Task instructions:
Treat the line containing "The component shall mark a point on the player's gloved" as the first line and the final line of the material below as the last; reproduce that range exactly.

== Material ==

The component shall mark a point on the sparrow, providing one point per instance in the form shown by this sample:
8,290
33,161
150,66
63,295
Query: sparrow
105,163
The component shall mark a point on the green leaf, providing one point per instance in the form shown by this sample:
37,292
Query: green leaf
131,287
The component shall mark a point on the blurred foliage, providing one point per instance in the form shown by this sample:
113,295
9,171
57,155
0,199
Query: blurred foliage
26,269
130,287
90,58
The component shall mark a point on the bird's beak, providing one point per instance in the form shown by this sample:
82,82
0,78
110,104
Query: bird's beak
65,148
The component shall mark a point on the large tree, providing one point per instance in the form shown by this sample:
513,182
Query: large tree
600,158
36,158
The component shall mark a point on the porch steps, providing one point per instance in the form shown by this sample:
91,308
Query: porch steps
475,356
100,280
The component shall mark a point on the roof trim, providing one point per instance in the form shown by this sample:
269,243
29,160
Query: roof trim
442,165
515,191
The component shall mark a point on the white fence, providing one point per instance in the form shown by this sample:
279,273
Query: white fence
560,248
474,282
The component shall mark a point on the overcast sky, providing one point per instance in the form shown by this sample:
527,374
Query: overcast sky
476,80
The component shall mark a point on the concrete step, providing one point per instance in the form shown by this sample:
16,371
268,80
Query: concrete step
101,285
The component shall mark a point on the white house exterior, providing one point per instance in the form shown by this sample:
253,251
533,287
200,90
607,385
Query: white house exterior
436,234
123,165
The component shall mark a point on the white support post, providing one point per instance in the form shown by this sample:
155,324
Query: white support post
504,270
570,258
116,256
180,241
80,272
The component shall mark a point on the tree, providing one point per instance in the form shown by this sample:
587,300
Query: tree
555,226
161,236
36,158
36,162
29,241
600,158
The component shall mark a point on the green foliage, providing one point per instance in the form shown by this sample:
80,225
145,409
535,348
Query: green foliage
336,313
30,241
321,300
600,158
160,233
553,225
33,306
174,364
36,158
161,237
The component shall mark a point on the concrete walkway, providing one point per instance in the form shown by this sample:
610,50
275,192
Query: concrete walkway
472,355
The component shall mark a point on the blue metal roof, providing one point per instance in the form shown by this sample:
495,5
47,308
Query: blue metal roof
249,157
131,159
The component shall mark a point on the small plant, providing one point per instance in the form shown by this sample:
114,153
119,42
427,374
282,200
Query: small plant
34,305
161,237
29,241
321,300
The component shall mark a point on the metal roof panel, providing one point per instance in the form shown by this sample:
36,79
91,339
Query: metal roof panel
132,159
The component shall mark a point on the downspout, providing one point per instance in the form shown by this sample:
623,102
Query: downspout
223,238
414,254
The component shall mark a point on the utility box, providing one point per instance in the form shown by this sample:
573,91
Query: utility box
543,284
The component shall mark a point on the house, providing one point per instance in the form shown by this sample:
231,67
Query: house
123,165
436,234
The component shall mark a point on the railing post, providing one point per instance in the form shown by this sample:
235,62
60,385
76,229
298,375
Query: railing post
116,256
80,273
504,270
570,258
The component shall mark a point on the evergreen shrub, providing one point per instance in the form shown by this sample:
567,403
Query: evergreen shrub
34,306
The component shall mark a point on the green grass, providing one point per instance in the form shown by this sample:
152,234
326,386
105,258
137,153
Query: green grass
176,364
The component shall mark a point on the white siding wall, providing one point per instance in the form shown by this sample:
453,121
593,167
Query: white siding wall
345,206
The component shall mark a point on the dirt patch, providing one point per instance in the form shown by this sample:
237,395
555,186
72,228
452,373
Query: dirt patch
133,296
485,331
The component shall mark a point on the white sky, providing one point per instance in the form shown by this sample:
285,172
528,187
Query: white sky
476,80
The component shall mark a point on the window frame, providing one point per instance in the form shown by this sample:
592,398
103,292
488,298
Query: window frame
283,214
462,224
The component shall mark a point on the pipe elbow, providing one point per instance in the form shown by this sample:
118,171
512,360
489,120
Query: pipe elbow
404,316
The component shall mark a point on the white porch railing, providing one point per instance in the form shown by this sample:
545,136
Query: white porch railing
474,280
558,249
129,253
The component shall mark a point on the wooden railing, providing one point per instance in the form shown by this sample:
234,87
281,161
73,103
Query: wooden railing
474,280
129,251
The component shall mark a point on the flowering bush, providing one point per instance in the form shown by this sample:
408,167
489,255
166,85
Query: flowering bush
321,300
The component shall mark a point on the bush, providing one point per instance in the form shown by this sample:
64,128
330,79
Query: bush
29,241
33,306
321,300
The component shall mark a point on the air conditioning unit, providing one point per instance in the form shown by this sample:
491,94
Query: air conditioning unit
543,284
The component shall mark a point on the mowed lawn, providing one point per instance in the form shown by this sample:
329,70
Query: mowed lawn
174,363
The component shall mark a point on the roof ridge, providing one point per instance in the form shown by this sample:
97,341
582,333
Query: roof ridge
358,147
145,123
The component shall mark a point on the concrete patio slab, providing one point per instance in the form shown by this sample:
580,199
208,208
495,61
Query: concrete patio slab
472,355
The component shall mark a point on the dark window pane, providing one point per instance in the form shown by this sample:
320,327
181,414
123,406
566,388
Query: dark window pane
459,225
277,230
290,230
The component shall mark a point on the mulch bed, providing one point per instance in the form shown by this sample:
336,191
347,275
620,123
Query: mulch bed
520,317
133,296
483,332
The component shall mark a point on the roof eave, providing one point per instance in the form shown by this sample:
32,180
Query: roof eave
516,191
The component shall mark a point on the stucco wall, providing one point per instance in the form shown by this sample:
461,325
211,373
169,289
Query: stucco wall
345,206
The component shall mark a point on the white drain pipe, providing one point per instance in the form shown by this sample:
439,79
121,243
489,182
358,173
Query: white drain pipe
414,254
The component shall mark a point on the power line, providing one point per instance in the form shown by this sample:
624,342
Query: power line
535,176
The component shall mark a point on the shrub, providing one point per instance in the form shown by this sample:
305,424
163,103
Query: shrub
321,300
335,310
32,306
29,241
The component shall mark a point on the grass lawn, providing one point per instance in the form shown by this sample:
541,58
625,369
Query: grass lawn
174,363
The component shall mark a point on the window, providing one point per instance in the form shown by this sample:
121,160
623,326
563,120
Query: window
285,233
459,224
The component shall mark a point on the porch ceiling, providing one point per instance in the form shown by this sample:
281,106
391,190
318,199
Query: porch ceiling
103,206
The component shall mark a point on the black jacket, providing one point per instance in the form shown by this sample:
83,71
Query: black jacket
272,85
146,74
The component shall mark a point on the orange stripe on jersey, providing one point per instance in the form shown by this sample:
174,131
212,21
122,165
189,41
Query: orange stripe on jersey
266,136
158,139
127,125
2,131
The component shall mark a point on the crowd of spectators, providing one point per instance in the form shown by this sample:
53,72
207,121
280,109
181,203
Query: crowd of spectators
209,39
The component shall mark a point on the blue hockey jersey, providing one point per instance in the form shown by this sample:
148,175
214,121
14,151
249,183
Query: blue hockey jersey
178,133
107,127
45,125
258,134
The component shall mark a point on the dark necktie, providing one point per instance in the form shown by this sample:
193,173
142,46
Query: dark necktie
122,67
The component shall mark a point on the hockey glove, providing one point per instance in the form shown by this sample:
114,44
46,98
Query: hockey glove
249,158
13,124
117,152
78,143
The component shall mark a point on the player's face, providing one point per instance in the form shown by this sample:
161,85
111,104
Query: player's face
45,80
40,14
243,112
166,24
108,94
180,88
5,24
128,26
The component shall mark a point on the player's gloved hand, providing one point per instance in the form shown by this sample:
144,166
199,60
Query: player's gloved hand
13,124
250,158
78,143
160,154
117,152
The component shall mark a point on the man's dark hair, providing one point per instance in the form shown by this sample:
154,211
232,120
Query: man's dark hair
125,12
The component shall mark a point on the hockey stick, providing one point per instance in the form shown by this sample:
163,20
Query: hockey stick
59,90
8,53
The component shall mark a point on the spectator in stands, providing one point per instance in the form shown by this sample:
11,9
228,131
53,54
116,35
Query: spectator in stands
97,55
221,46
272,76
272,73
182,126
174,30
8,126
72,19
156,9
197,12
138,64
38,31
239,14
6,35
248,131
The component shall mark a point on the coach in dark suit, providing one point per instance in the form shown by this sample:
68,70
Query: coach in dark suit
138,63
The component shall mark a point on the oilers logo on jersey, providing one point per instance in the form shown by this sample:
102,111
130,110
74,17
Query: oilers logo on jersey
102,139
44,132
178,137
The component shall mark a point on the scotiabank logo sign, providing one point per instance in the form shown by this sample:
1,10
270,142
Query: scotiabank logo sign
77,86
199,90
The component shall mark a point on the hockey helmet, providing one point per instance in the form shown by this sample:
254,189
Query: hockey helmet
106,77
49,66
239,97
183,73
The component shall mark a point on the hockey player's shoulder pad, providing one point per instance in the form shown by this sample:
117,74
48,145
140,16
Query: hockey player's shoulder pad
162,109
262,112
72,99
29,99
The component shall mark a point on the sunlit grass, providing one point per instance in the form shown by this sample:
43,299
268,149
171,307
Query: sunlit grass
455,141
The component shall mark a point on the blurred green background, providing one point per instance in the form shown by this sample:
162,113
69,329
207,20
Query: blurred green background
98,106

===

Written response:
The component shall mark a point on the player's gloved hand, providing one point per instance in the form shown by this sample:
144,166
199,60
Query: player's gloved hand
13,124
250,158
78,143
160,154
117,152
The component shall mark a point on the man's dark hair, providing one point per instance in the form shown by this sample:
154,211
232,120
Query: man's dark hair
125,12
The component shall mark a point on the hockey stick, providing one point per instance in the form shown by this sample:
163,20
Query: hockey stick
59,90
8,53
The component shall mark a point on the spectator in stands, providing one point per instance in the form shown by this sample:
11,9
228,131
53,54
116,35
Query: spectator in stands
97,55
221,46
272,76
272,73
182,126
174,30
8,126
72,19
156,9
197,12
138,64
38,31
239,14
6,35
248,131
The component shall mark a point on the coach in dark suit, providing one point per instance in the form shown by this sample:
68,70
Query: coach in dark suit
138,63
The component shall mark a point on the oilers logo on jersey, providing one point per instance in the form shown by this sample:
102,111
130,110
74,17
Query: oilers logo on jersey
102,139
44,132
178,137
The component shall mark a point on the scotiabank logo sign, providing one point per instance in the form shown by this sample:
1,10
270,142
Query: scotiabank logo sign
77,86
199,90
The component shall mark a point on the hockey helmet, providing one point per instance in the form shown by this sample:
254,189
Query: hockey helmet
106,77
49,66
239,97
183,73
The component shall mark a point on the hockey player's shoulder pad, providing one point per instance in the form shown by this sample:
117,74
48,145
140,16
Query: hockey player's shoulder pad
162,109
262,112
72,99
29,99
The component shall mark a point on the sunlit grass, providing one point per instance in the form shown by this sample:
43,299
268,149
171,307
Query: sunlit grass
455,141
The component shall mark a point on the blurred green background, providing one point per instance in the form shown by this sample:
162,113
69,329
207,20
Query: blurred green background
98,106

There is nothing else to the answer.